[Dataset entries]
----------------

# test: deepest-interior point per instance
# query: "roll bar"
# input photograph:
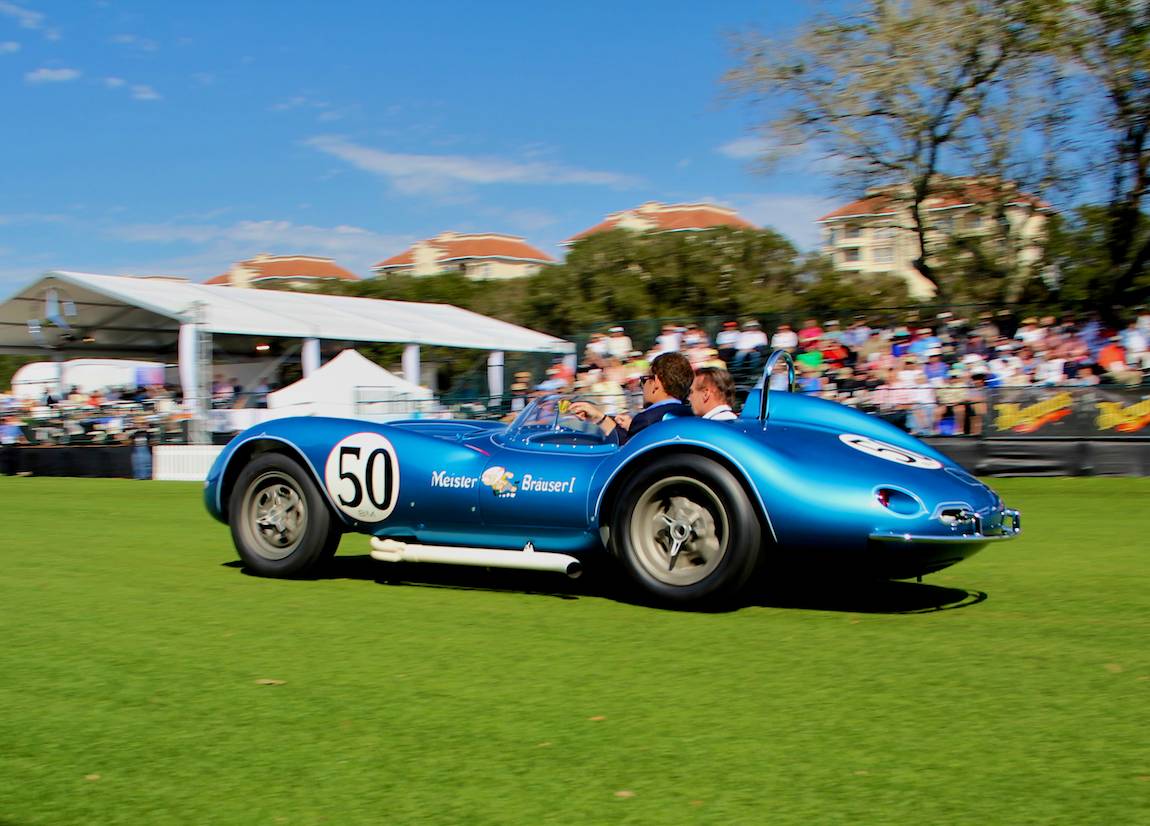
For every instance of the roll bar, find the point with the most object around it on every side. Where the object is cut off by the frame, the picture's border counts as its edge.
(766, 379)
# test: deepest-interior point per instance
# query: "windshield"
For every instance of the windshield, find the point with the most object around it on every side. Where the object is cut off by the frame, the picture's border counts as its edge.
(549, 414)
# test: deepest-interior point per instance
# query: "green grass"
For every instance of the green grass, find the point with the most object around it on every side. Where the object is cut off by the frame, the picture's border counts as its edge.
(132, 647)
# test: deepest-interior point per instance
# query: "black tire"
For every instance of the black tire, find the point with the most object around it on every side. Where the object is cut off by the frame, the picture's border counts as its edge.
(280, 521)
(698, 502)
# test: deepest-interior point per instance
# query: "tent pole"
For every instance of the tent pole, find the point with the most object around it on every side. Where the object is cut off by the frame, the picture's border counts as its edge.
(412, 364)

----------------

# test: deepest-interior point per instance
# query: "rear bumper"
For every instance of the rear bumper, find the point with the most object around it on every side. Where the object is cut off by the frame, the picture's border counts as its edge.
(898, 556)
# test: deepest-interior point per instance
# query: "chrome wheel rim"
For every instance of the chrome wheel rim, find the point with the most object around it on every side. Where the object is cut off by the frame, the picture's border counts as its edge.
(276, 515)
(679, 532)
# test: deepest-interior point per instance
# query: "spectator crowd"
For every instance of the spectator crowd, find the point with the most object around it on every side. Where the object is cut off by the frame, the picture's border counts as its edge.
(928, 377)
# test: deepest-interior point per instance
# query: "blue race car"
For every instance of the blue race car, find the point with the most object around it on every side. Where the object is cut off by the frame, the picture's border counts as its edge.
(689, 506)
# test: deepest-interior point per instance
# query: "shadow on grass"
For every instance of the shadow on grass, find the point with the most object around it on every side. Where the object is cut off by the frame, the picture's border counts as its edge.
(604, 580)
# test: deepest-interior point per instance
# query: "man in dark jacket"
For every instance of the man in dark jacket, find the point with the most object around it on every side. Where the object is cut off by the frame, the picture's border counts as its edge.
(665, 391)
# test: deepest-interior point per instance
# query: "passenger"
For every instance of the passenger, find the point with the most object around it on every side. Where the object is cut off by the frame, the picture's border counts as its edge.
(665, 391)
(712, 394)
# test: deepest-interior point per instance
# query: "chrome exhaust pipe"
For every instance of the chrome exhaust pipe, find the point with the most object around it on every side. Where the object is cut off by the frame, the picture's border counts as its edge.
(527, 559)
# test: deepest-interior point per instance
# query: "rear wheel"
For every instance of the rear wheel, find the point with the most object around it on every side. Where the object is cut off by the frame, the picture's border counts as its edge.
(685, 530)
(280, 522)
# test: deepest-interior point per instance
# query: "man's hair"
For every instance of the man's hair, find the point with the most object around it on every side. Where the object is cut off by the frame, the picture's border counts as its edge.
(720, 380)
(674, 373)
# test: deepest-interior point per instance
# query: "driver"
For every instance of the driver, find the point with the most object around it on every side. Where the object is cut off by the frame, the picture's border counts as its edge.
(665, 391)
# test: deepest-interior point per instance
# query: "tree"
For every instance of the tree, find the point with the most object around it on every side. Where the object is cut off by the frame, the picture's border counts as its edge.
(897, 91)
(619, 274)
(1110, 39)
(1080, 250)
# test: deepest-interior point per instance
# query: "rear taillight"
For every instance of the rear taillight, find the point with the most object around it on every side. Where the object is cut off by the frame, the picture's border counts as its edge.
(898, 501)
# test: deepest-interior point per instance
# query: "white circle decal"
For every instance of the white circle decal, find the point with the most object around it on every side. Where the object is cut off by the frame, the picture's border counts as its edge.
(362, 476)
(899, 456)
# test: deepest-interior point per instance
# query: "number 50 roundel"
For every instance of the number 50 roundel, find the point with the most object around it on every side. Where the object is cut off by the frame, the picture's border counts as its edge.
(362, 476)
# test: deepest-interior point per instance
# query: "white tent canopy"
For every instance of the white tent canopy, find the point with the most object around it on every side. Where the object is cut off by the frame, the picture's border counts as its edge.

----------------

REQUIREMENT
The answer must be every line from the records above that contains the word "canopy", copied out.

PROBLEM SOLUTION
# query: "white tent canopy"
For every instance of the white tent canopy, find the point with the most object around it on every side. Where the object is cut off by the frame, the picture's border counts as its edge.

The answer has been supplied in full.